#### Текст для чтения:
- - - - -

И Галич порывисто и легко встал на одно колено, положив на другое гитару, и запел:
– Снова даль предо мной неоглядная…
Мотя несколько минут внимательно молча слушал, потом сказал:
– Дидя Адя тоже хорошо поет.
Это было признание Галича (после этого Мотя сунул свою руку в его и готов был идти куда угодно) и одновременно – высочайший комплимент для меня. А через несколько недель Галич погиб. Та версия, которую приняла на основе следствия парижская полиция и с которой поэтому мы должны считаться, сводится к следующему:
Галич купил (в Италии, где они дешевле) телевизор-комбайн и, привезя в Париж, торопился его опробовать. Случилось так, что они с женой вместе вышли на улицу, она пошла по каким-то своим делам, а он вернулся без нее в пустую якобы квартиру и, еще не раздевшись, вставил почему-то антенну не в антенное гнездо, а в отверстие в задней стенке, коснувшись ею цепей высокого напряжения. Он тут же упал, упершись ногами в батарею, замкнув таким образом цепь. Когда пришла Ангелина Николаевна, он был уже мертв. Несчастный случай по неосторожности потерпевшего… И все же у меня нет стопроцентной уверенности, что это несчастный случай, а не убийство. За одиннадцать с половиной месяцев до его смерти мать Саши получила по почте на Новый год странное письмо. Взволновавшись, она пришла к нам. В конверт был вложен листок из календаря, на котором было на машинке напечатано (с маленькой буквы в одну строчку): “принято решение убить вашего сына Александра”. Мы, как сумели, успокоили мать, сказав, в частности, что когда действительно убивают, то не делают таких предупреждений. Но на самом деле в хитроумной практике КГБ бывает и такое (я вспомнил тут анекдот о еврее, едущем в Житомир, который рассказывал Хрущев). Так что вполне возможно, что телевизор был использован для маскировки – “по вдохновению”, или это был один из тех вариантных планов, которые всегда готовит про запас КГБ.

- - - - -

#### Собранные данные:
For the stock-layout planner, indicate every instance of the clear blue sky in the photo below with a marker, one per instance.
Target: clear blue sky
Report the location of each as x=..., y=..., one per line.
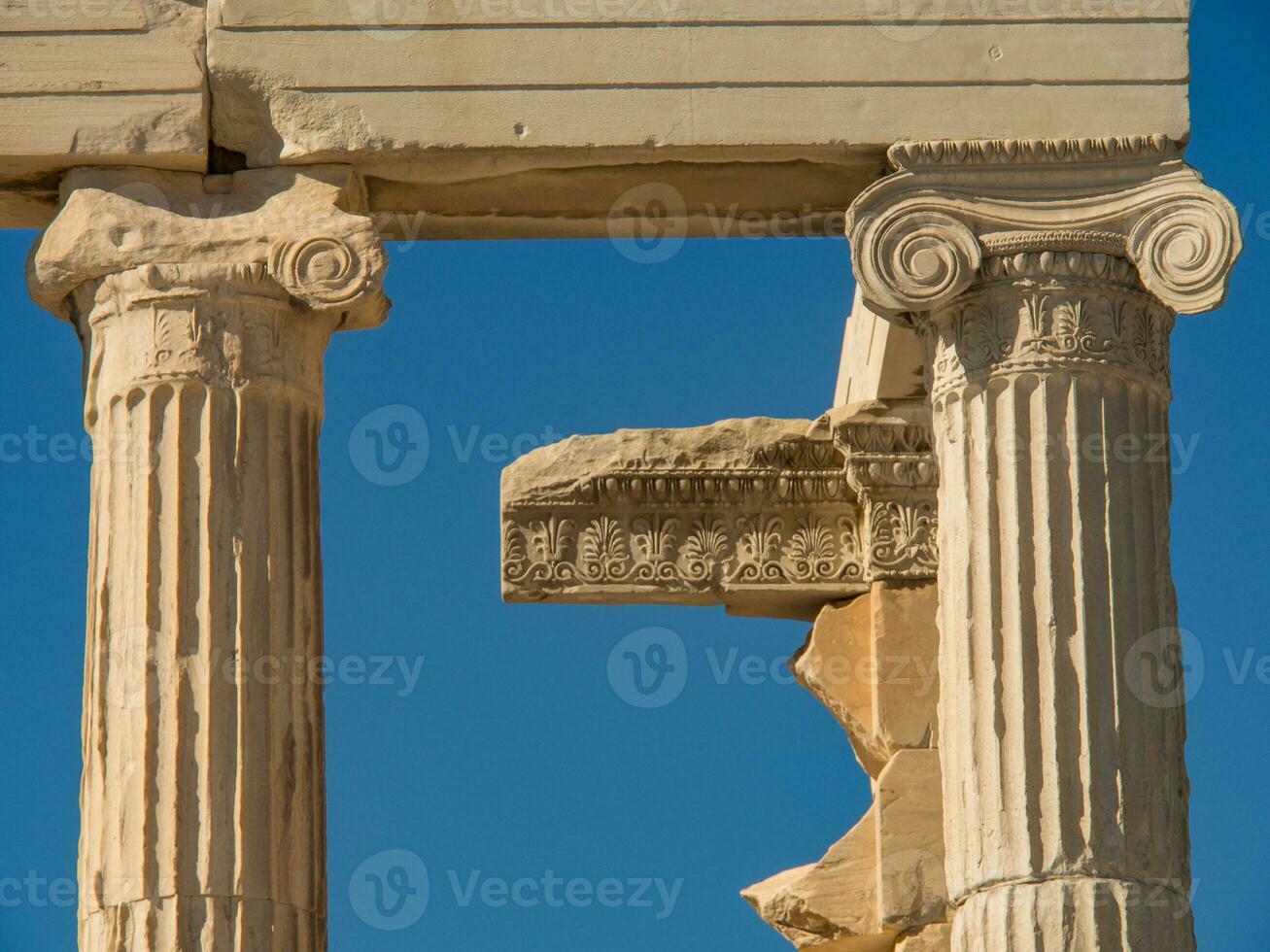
x=512, y=757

- - - - -

#### Что нужно сделать:
a - Можете ли вы кратко, в виде списка, пересказать абзац текста о Галиче, который начинается словами «Галич купил», сохранив его основные факты?
b - Какие географические названия упоминаются в тексте о Галиче? Перечислите все.
c - Как мог бы продолжаться текст о Галиче после его последней фразы? Напишите продолжение.

#### Варианты ответов:
a -
- Галич купил в Италии, где они дешевле, телевизор-комбайн и, привезя его в Париж, торопился его опробовать.
- Он вышел на улицу вместе с женой. Она пошла по своим делам, а он вернулся в якобы пустую квартиру.
- Еще не раздевшись, он вставил антенну не в антенное гнездо, а в отверстие в задней стенке и коснулся ею цепей высокого напряжения.
- Он упал, упершись ногами в батарею, и замкнул цепь. Когда пришла Ангелина Николаевна, он был уже мертв.
- Официальная версия: несчастный случай по неосторожности потерпевшего. Автор не уверен в этом полностью и допускает убийство.
- За одиннадцать с половиной месяцев до смерти мать Саши получила на Новый год письмо. В нем был листок из календаря с напечатанной на машинке строчкой: «принято решение убить вашего сына Александра».
- Мать успокоили, сказав, что настоящие убийцы не предупреждают. Однако в практике КГБ бывает и такое: автор вспоминает анекдот Хрущева о еврее, едущем в Житомир.
- Возможно, телевизор был использован для маскировки либо это был один из запасных планов КГБ.

b -
- Италия
- Париж
- Житомир

c -
Вернусь к событиям 1971 года. Приближался суд над Буковским. (Власти не решились – или не захотели – пустить его по психиатрическому пути, как мы опасались.) Я решил обратиться к знаменитому авиаконструктору академику Андрею Николаевичу Туполеву с предложением вместе со мной поехать на суд. Я считал, что если два известных академика встанут на путь открытого сопротивления беззаконным репрессиям против честных людей, защитников прав человека, других людей – то это может иметь решающее значение не только в конкретном деле Буковского (которое меня волновало), но и для всей обстановки в стране. Если два, а не один, то почему не большинство? Я и сейчас думаю, что согласие Туполева на мое предложение было бы огромным событием.
Дело Буковского, уже пользовавшегося большой известностью не только в СССР, но и за рубежом, выступавшего без всякой личной, обращенной на себя окраски, а явно за других, – было очень подходящим. Почему я из всех академиков обратился именно к Туполеву? Во-первых, в силу его огромного авторитета, особого положения в государстве – оно было много выше, чем у меня, и приближалось к положению таких людей, как Курчатов. Во-вторых, я знал, что Туполев сам был репрессирован в 1939 или в 1940 году, перенес тяжелые изнурительные допросы (несколько суток стоял перед следователем – отеки ног уже не прошли до конца его жизни); знал я и то, что Туполев возглавлял “шарашку”, держал себя с большим достоинством, требовал хороших условий для всех работавших там заключенных специалистов (среди которых был С. П. Королев, вытребованный им с Колымы, с “общих работ”, известный физик-теоретик Ю. Б. Румер и многие другие, спасенные им, может быть, от смерти). Я, правда, знал и другое – что А. Н. Туполев все послевоенные годы был фактически главой фирмы, имел очень тесные связи с партийно-бюрократическим аппаратом и, в частности, с “оборонными” отделами, т. к. значительная часть деятельности фирмы была направлена на военные цели (Мясищев, который вместе со мной получал Ленинскую премию, был его заместителем; с другим заместителем, Архангельским, я встречался еще в 1955 году на испытаниях). Знал я также об исключительной осторожности Туполева в высказываниях – мне об этом рассказывал Игорь Евгеньевич, знавший его в 40-е годы. Так или иначе, я решил рискнуть – игра стоила свеч.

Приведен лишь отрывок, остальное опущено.